_WHAT THIS TASK INVOLVES_
Locate each line in the listing below that contains the string "goose" and copy it out. Treat uppercase and lowercase letters as distinct when matching.

[Items drawn from a dataset]
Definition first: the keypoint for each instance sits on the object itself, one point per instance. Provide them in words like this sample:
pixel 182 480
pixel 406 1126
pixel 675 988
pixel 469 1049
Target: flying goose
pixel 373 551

==

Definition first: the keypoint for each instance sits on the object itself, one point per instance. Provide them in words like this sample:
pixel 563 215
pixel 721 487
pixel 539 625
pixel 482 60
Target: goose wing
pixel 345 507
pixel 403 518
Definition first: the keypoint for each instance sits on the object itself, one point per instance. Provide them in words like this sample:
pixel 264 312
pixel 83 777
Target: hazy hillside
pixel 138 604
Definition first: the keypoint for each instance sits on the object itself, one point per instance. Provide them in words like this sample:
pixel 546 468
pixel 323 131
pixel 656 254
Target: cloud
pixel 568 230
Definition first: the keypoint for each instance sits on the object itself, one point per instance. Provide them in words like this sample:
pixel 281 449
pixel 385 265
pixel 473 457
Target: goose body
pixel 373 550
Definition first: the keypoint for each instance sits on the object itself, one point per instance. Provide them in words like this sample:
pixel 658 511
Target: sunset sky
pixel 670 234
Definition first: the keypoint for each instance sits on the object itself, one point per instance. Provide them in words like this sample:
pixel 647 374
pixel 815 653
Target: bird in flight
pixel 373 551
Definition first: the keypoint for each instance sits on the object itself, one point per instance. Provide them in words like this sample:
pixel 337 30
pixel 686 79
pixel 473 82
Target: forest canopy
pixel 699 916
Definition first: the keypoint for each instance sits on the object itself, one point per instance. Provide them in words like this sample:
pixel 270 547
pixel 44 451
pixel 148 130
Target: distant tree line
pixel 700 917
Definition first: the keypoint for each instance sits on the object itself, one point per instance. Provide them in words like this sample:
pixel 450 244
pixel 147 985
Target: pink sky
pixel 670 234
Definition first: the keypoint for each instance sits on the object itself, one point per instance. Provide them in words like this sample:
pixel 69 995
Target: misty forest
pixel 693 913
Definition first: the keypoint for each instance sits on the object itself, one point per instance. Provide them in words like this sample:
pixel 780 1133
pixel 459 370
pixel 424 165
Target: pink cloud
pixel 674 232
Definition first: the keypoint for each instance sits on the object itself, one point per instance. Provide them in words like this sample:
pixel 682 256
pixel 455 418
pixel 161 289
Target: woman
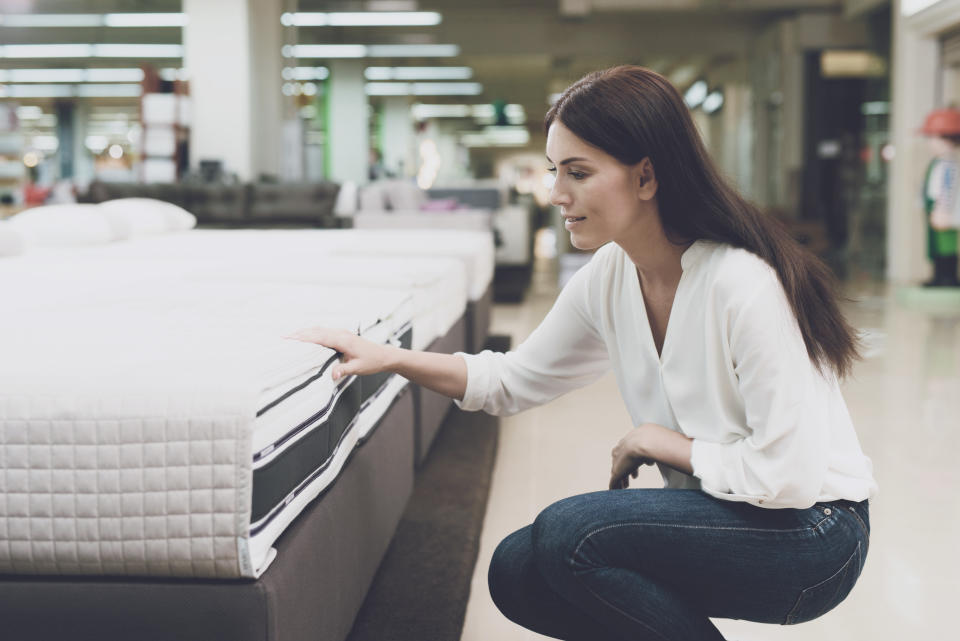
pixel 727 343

_FINISHED EXERCISE_
Target: flying goose
Target: goose wing
Target: goose body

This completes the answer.